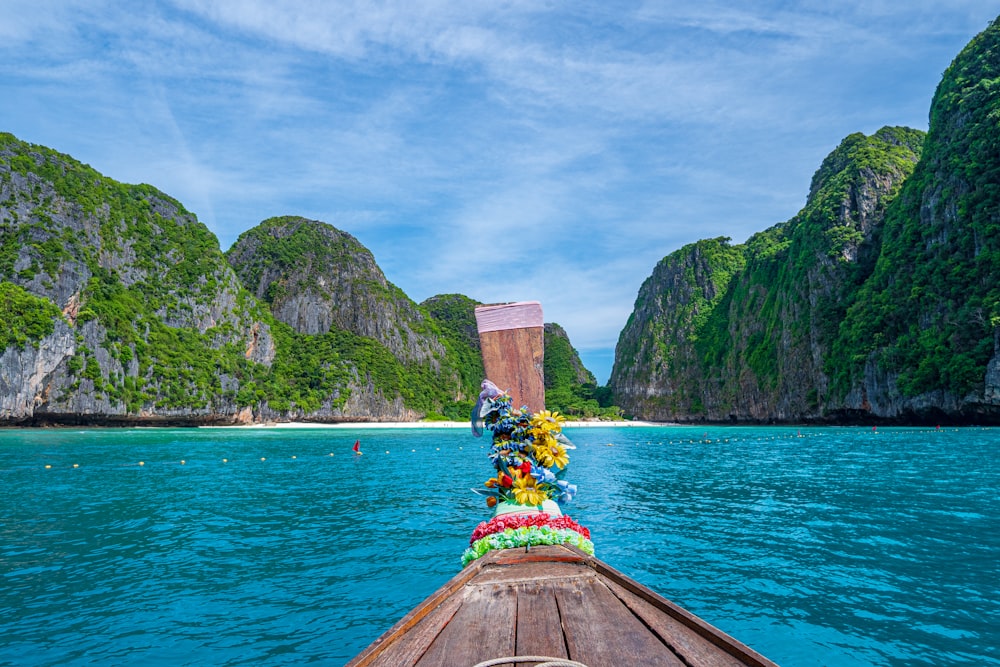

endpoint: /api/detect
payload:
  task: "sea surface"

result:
[0,426,1000,667]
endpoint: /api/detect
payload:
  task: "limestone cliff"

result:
[226,216,445,370]
[610,15,1000,423]
[0,134,274,422]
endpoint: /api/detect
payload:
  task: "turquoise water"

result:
[0,427,1000,667]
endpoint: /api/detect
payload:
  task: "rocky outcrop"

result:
[226,217,444,370]
[610,15,1000,423]
[0,134,274,423]
[543,322,597,389]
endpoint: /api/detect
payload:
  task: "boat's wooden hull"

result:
[348,546,774,667]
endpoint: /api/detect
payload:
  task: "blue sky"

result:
[0,0,1000,383]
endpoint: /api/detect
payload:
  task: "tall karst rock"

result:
[0,134,274,423]
[610,15,1000,422]
[226,216,444,368]
[226,216,470,419]
[835,20,1000,421]
[611,128,923,421]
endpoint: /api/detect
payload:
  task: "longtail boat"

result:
[348,302,776,667]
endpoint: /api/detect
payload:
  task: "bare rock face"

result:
[0,320,75,423]
[226,217,445,368]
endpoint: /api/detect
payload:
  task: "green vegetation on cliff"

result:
[833,21,1000,396]
[0,281,62,354]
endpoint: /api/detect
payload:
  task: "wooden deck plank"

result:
[416,586,517,667]
[474,563,591,585]
[584,560,778,667]
[605,580,746,667]
[556,576,685,667]
[479,327,545,412]
[516,582,569,665]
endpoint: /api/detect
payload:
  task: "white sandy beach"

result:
[201,421,663,429]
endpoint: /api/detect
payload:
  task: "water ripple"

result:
[0,427,1000,666]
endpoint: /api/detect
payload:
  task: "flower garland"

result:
[462,526,594,567]
[469,512,590,544]
[472,380,576,507]
[462,380,594,567]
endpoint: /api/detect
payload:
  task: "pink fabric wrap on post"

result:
[476,301,544,333]
[476,301,545,412]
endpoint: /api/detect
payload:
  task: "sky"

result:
[0,0,1000,384]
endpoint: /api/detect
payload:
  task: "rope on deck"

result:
[472,655,587,667]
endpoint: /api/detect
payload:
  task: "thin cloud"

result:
[0,0,996,380]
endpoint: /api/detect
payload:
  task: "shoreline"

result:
[198,421,660,430]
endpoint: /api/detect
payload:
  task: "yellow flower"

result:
[534,439,569,469]
[531,410,566,433]
[514,473,548,505]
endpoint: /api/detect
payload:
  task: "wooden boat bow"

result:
[348,545,774,667]
[348,302,775,667]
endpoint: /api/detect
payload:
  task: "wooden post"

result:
[476,301,545,412]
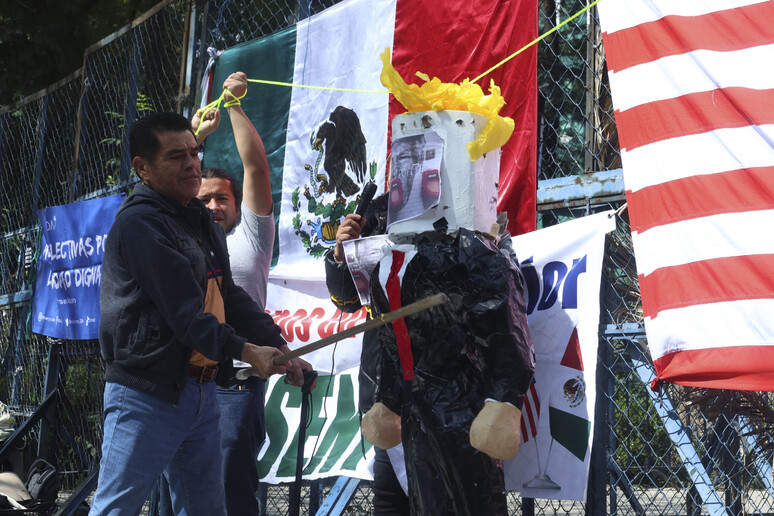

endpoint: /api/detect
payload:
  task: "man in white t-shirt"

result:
[192,72,312,516]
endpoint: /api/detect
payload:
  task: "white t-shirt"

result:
[226,202,274,367]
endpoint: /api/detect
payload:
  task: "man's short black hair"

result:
[129,112,196,161]
[202,167,242,213]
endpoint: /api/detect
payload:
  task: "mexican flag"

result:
[203,0,537,481]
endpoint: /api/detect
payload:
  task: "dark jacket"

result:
[99,184,285,403]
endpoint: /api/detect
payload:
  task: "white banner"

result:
[505,211,615,501]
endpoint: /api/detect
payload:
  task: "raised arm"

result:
[223,72,272,216]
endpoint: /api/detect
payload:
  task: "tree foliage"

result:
[0,0,157,105]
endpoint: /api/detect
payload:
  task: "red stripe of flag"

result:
[626,167,774,233]
[389,0,538,235]
[639,254,774,318]
[385,251,414,380]
[521,377,540,443]
[615,87,774,150]
[605,0,774,72]
[654,346,774,391]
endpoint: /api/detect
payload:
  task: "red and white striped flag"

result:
[521,376,540,443]
[598,0,774,391]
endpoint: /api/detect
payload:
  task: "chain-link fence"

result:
[0,0,774,515]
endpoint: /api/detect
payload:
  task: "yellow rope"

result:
[196,0,601,136]
[470,0,600,82]
[247,79,389,93]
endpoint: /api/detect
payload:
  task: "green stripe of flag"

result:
[548,406,591,460]
[202,26,296,265]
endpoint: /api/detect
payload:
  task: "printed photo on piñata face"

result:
[387,131,443,225]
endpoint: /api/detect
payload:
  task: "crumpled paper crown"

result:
[380,48,515,161]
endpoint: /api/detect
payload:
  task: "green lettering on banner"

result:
[258,382,301,478]
[258,374,372,478]
[306,374,360,473]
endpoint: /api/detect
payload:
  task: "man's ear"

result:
[132,156,150,185]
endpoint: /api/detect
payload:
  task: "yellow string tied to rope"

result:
[380,48,515,161]
[194,84,247,136]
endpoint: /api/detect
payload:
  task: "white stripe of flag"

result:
[598,0,774,390]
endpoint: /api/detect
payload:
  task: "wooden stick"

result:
[237,294,449,380]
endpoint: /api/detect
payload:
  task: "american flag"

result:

* * *

WHAT THIS TASK INVOLVES ->
Change every "/api/detect" in the data above to "/v2/detect", and reproduce all the lines otherwise unchanged, leaving the pictures out.

RESPONSE ->
endpoint: /v2/detect
payload:
  task: "sea surface"

result:
[0,426,1000,667]
endpoint: /v2/detect
payload:
  task: "limestone cliff"

result:
[226,216,445,370]
[610,15,1000,423]
[0,134,274,422]
endpoint: /v2/detect
payload:
  task: "turquoise water"

result:
[0,427,1000,667]
endpoint: /v2/detect
payload:
  task: "rocky outcrop"

result:
[226,217,444,370]
[610,15,1000,423]
[0,134,274,423]
[543,322,597,389]
endpoint: /v2/detect
payload:
  task: "boat's wooden hull"

result:
[348,546,774,667]
endpoint: /v2/detect
payload:
  task: "blue sky"

result:
[0,0,1000,383]
endpoint: /v2/detect
payload:
  task: "tall karst rock"

result:
[0,134,274,423]
[610,15,1000,422]
[226,216,444,368]
[226,216,470,419]
[835,20,1000,421]
[611,128,923,421]
endpoint: /v2/detect
payload:
  task: "longtail boat"

result:
[348,302,776,667]
endpoint: /v2/detect
payload:
  task: "bare rock face"

result:
[0,320,75,423]
[226,217,445,368]
endpoint: /v2/detect
payload:
  task: "green vegetation on cliff"

result:
[833,21,1000,396]
[0,281,62,354]
endpoint: /v2/detect
payload:
  task: "wooden deck plank"

result:
[416,586,517,667]
[474,563,591,585]
[584,560,778,667]
[605,580,746,667]
[556,576,685,667]
[479,327,545,412]
[516,582,569,665]
endpoint: /v2/detect
payload:
  task: "white sandy beach"

result:
[201,421,663,429]
endpoint: /v2/detect
payload:
  task: "water ripple"

result:
[0,427,1000,666]
endpoint: /v2/detect
payload:
  task: "flower garland"

result:
[462,526,594,567]
[469,512,590,544]
[472,380,576,507]
[462,380,594,567]
endpoint: /v2/detect
payload:
  task: "pink fabric wrap on post"

result:
[476,301,544,333]
[476,301,545,412]
endpoint: /v2/detect
payload:
  task: "sky"

result:
[0,0,1000,384]
endpoint: /v2/detect
payload:
  task: "rope on deck"

result:
[472,655,587,667]
endpoint: /v2/detect
payload:
  task: "thin cloud"

result:
[0,0,996,380]
endpoint: /v2/detect
payload:
  task: "shoreline"

result:
[198,421,660,430]
endpoint: /v2/detect
payload:
  task: "yellow flower"

result:
[534,439,569,469]
[531,410,566,433]
[514,473,548,505]
endpoint: /v2/detect
payload:
  task: "wooden boat bow"

result:
[348,545,774,667]
[348,302,775,667]
endpoint: /v2/detect
payload:
  task: "wooden post"

result:
[476,301,545,412]

endpoint: /v2/detect
payload:
  task: "man in white t-shirt"

result:
[192,72,312,516]
endpoint: /v2/detect
payload:
  task: "white t-shirt"

result:
[226,202,274,367]
endpoint: /v2/detect
payload:
  task: "man's short black hair"

result:
[129,112,196,161]
[202,167,242,213]
endpoint: /v2/detect
payload:
  task: "mexican flag"

result:
[203,0,537,481]
endpoint: /v2/detect
payload:
  task: "dark jacket"

result:
[99,184,285,403]
endpoint: /v2/detect
payload:
  task: "white banner"

result:
[505,211,615,501]
endpoint: /v2/detect
payload:
  task: "raised arm"

result:
[223,72,272,216]
endpoint: /v2/detect
payload:
  task: "tree foliage"

result:
[0,0,157,105]
endpoint: /v2/detect
payload:
  task: "red stripe of flag"

result:
[626,167,774,233]
[389,0,538,235]
[639,254,774,318]
[385,251,414,380]
[521,377,540,443]
[615,87,774,150]
[605,0,774,72]
[654,346,774,391]
endpoint: /v2/detect
payload:
  task: "red and white striped flag"

result:
[521,376,540,443]
[598,0,774,391]
endpoint: /v2/detect
payload:
  task: "chain-link fence"

result:
[0,0,774,515]
endpoint: /v2/detect
payload:
  task: "yellow rope"

result:
[196,0,601,136]
[470,0,600,82]
[247,79,389,93]
endpoint: /v2/detect
payload:
  task: "green stripe of flag"

result:
[548,406,591,460]
[202,26,296,265]
endpoint: /v2/detect
payload:
  task: "printed photo on piñata face"

result:
[387,131,443,225]
endpoint: /v2/detect
payload:
  task: "crumpled paper crown"

result:
[380,48,515,161]
endpoint: /v2/detect
payload:
  task: "green lettering on banner"

result:
[258,382,301,478]
[258,374,372,478]
[306,374,360,473]
endpoint: /v2/detect
payload:
  task: "man's ear"

result:
[132,156,150,185]
endpoint: /v2/detect
payload:
  task: "yellow string tied to rope"

result:
[380,48,515,161]
[194,84,247,136]
endpoint: /v2/detect
payload:
  task: "white stripe of flag"

result:
[598,0,774,390]
endpoint: /v2/detect
payload:
  task: "wooden stick"

result:
[237,294,449,380]
endpoint: /v2/detect
payload:
  task: "american flag"

result:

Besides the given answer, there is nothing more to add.